■ **Required task**
Reproduce the data below word for word, from the line that contains "Target: shop awning" through the end of the data.

■ **Data for this task**
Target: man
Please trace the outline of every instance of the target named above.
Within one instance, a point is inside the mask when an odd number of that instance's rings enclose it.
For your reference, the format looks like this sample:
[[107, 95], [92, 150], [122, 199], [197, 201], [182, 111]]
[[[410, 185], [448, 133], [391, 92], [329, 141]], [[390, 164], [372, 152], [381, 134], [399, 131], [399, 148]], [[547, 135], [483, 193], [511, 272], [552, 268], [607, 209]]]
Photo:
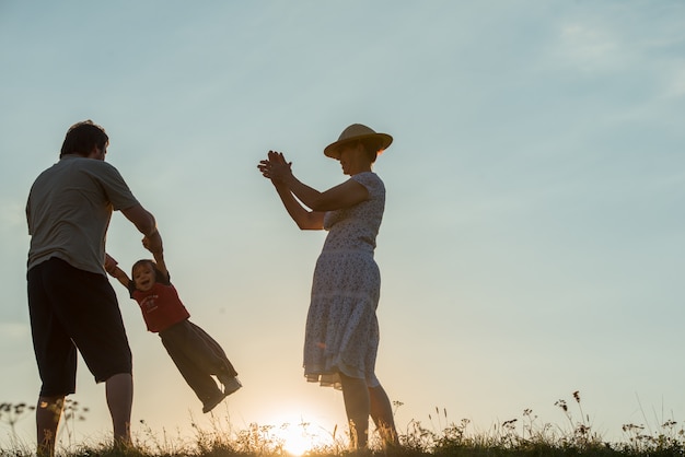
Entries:
[[36, 178], [26, 203], [28, 310], [43, 382], [36, 409], [39, 456], [55, 453], [65, 397], [76, 391], [77, 351], [95, 382], [105, 383], [115, 445], [130, 443], [131, 351], [104, 269], [113, 210], [136, 225], [150, 251], [162, 251], [162, 238], [154, 216], [104, 162], [108, 144], [104, 129], [91, 120], [73, 125], [59, 162]]

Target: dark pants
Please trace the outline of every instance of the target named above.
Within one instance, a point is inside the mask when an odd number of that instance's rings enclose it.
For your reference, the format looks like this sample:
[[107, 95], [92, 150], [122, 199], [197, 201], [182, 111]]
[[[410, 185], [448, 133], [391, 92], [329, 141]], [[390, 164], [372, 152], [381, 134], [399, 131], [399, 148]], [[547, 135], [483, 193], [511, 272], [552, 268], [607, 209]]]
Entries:
[[104, 274], [51, 258], [28, 270], [26, 279], [42, 396], [76, 391], [77, 348], [98, 383], [131, 373], [121, 313]]
[[237, 376], [219, 343], [191, 321], [183, 320], [159, 335], [183, 378], [202, 403], [221, 395], [211, 375]]

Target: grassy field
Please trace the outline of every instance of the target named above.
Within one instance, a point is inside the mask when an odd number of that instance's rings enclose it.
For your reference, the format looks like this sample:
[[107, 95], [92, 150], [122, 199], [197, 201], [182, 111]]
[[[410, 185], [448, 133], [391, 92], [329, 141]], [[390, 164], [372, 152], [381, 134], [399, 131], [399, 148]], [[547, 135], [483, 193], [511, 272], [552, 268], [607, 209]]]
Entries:
[[[253, 424], [246, 430], [234, 430], [230, 424], [218, 420], [209, 430], [195, 431], [193, 440], [173, 440], [166, 434], [143, 431], [133, 437], [133, 446], [115, 448], [111, 443], [72, 443], [70, 426], [74, 421], [84, 420], [88, 412], [73, 402], [68, 402], [60, 424], [61, 440], [57, 449], [60, 457], [231, 457], [231, 456], [463, 456], [463, 457], [685, 457], [685, 431], [674, 420], [667, 420], [654, 427], [643, 424], [625, 424], [625, 440], [608, 443], [592, 430], [590, 418], [582, 411], [580, 394], [572, 394], [570, 406], [566, 400], [555, 405], [561, 409], [567, 421], [560, 425], [538, 422], [531, 410], [524, 410], [520, 419], [495, 424], [487, 432], [473, 432], [468, 420], [457, 423], [448, 420], [446, 411], [436, 408], [431, 423], [437, 427], [425, 426], [411, 421], [399, 430], [402, 445], [384, 449], [375, 433], [372, 433], [370, 450], [351, 453], [348, 449], [346, 433], [333, 431], [325, 443], [312, 438], [298, 450], [289, 447], [287, 438], [278, 433], [280, 427]], [[402, 406], [397, 402], [396, 407]], [[572, 408], [571, 408], [572, 407]], [[576, 411], [576, 414], [571, 412]], [[0, 449], [0, 457], [32, 456], [33, 447], [19, 443], [14, 432], [15, 423], [33, 414], [33, 407], [25, 403], [0, 405], [0, 423], [8, 427], [9, 445]], [[144, 430], [144, 423], [143, 430]], [[301, 436], [306, 438], [307, 424], [299, 424]]]

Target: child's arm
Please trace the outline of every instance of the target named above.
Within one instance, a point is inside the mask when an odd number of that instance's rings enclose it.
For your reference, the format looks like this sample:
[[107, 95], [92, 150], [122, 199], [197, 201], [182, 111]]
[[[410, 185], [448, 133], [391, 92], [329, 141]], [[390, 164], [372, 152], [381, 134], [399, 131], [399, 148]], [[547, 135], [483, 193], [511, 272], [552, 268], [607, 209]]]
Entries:
[[108, 254], [105, 254], [105, 270], [116, 278], [121, 285], [128, 289], [131, 280], [128, 278], [128, 274], [117, 266], [117, 261]]
[[152, 250], [147, 238], [142, 239], [142, 246], [152, 253], [152, 257], [154, 257], [154, 262], [156, 263], [156, 269], [160, 270], [165, 279], [169, 279], [169, 270], [166, 269], [166, 262], [164, 261], [164, 249], [160, 248]]
[[152, 253], [154, 257], [154, 262], [156, 263], [156, 269], [160, 270], [162, 276], [169, 280], [169, 270], [166, 269], [166, 262], [164, 261], [164, 253], [162, 250]]

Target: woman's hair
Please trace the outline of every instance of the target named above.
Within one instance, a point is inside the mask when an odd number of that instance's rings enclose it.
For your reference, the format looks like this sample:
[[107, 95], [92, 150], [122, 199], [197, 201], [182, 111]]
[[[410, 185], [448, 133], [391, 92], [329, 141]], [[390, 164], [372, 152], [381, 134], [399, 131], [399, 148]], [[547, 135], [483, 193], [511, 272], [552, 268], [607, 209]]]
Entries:
[[159, 268], [156, 268], [156, 263], [154, 262], [154, 260], [140, 259], [136, 263], [133, 263], [133, 266], [131, 267], [131, 281], [133, 282], [133, 285], [136, 285], [136, 280], [133, 279], [135, 278], [136, 268], [138, 268], [138, 267], [140, 267], [142, 265], [149, 265], [150, 267], [152, 267], [152, 269], [154, 270], [154, 281], [156, 281], [156, 282], [166, 282], [166, 281], [169, 281], [169, 278], [164, 278], [164, 274], [160, 271]]
[[369, 160], [371, 160], [371, 163], [374, 163], [376, 157], [379, 156], [379, 151], [383, 145], [383, 140], [370, 138], [367, 140], [359, 140], [359, 142], [364, 148], [364, 151], [367, 152]]
[[105, 129], [89, 119], [74, 124], [69, 128], [59, 156], [61, 157], [66, 154], [86, 156], [91, 153], [93, 147], [102, 150], [107, 144], [109, 144], [109, 137], [105, 133]]

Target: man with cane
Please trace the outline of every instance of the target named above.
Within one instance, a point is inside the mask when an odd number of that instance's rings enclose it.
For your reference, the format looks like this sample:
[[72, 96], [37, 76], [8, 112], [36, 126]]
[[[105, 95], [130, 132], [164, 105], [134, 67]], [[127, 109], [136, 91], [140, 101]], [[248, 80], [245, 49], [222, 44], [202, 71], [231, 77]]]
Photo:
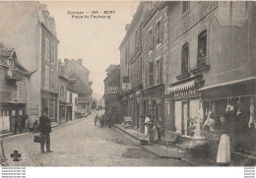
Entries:
[[[39, 118], [39, 131], [42, 136], [45, 136], [45, 142], [46, 142], [46, 150], [47, 152], [53, 152], [50, 150], [50, 133], [51, 133], [51, 125], [50, 125], [50, 119], [47, 116], [48, 114], [48, 108], [44, 107], [42, 110], [42, 116]], [[44, 142], [40, 143], [41, 152], [44, 151]]]

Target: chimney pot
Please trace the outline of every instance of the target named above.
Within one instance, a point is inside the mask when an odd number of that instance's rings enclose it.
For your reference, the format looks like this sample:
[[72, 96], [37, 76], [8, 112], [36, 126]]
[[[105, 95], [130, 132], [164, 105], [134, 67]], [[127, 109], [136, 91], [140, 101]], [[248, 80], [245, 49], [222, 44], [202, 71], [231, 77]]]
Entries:
[[82, 59], [78, 59], [77, 62], [82, 65]]

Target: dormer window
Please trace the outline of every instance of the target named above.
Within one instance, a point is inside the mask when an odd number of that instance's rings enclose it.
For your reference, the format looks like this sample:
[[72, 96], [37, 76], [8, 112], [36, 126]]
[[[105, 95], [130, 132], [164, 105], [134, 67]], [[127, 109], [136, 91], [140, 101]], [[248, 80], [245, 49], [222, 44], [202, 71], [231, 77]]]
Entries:
[[197, 66], [206, 65], [207, 59], [207, 30], [202, 31], [198, 35], [198, 61]]
[[189, 43], [185, 43], [182, 46], [182, 52], [181, 52], [181, 74], [188, 73], [188, 61], [189, 61]]
[[189, 11], [189, 1], [182, 2], [182, 14], [187, 14]]

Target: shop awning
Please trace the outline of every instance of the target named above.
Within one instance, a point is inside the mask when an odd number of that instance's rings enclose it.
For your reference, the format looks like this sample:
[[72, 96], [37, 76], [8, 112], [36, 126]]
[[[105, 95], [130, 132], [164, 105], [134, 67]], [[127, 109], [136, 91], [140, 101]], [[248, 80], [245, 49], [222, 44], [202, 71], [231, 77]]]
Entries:
[[248, 82], [248, 81], [251, 81], [251, 80], [255, 80], [255, 79], [256, 79], [256, 77], [250, 77], [250, 78], [245, 78], [245, 79], [240, 79], [240, 80], [229, 81], [229, 82], [221, 83], [221, 84], [214, 85], [214, 86], [209, 86], [209, 87], [206, 86], [204, 88], [201, 88], [198, 90], [206, 90], [206, 89], [214, 89], [214, 88], [234, 85], [234, 84], [238, 84], [238, 83], [242, 83], [242, 82]]
[[76, 110], [75, 110], [75, 113], [81, 113], [81, 114], [83, 114], [83, 113], [87, 113], [87, 111], [86, 111], [85, 109], [76, 109]]
[[187, 82], [185, 84], [181, 84], [178, 86], [168, 87], [169, 92], [176, 92], [180, 90], [189, 89], [195, 87], [195, 80]]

■ **Exercise result**
Target: shop awning
Please trace the outline of every instance of the target named above.
Within one instance, a point is inside the mask when an odd number of that instance's rings enclose it.
For your reference, the format looks like this sample:
[[72, 96], [37, 76], [8, 112], [36, 126]]
[[[105, 95], [130, 132], [164, 105], [134, 67]], [[127, 109], [136, 91], [140, 101]], [[248, 80], [245, 49], [222, 44], [202, 71], [231, 77]]]
Entries:
[[248, 82], [248, 81], [251, 81], [251, 80], [255, 80], [255, 79], [256, 79], [256, 77], [250, 77], [250, 78], [245, 78], [245, 79], [240, 79], [240, 80], [229, 81], [229, 82], [221, 83], [221, 84], [214, 85], [214, 86], [209, 86], [209, 87], [206, 86], [204, 88], [201, 88], [198, 90], [206, 90], [206, 89], [214, 89], [214, 88], [234, 85], [234, 84], [238, 84], [238, 83], [242, 83], [242, 82]]
[[76, 110], [75, 110], [75, 113], [81, 113], [81, 114], [83, 114], [83, 113], [87, 113], [87, 111], [86, 111], [85, 109], [76, 109]]
[[187, 82], [185, 84], [181, 84], [178, 86], [168, 87], [169, 92], [176, 92], [180, 90], [189, 89], [195, 87], [195, 80]]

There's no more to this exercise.